CONNIE THACKER,                                 )
                                                )
       Plaintiff-Appellant,                     )
                                                )
v.                                              )    ON APPEAL FROM THE UNITED
                                                )    STATES DISTRICT COURT FOR THE
SCHNEIDER ELECTRIC USA, INC.                    )    EASTERN DISTRICT OF KENTUCKY
                                                )
       Defendant-Appellee.                           )

                                            /

BEFORE:        MERRITT and CLAY, Circuit Judges; and STAFFORD, District Judge.*

       STAFFORD, District Judge.

       The plaintiff-appellant, Connie Thacker ("Thacker"), filed this ERISA action after her

former employer, Schneider Electric USA, Inc. ("Schneider"), denied her applications for

disability retirement and disability life insurance benefits. The district court entered summary

judgment for Schneider. On Thacker's appeal from that judgment, we AFFIRM.

• GIVEN INFORMATION:
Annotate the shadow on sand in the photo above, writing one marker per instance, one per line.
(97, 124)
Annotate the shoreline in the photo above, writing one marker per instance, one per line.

• TASK LIST:
1. Name every judge listed in the court opinion excerpt.
2. Based on the court opinion excerpt, answer yes or no for each statement: (a) The appeal came from the district court for the Western District of Kentucky. (b) Schneider turned down Thacker's requests for disability retirement and disability life insurance benefits. (c) The appeals court reversed the district court's judgment.
The listing has nothing to do with the court opinion excerpt.

• ACTIVITY ANSWERS:
1. Merritt, Clay, Stafford

2.
(a) No: "EASTERN DISTRICT OF KENTUCKY"
(b) Yes: "denied her applications for disability retirement and disability life insurance benefits"
(c) No: "we AFFIRM"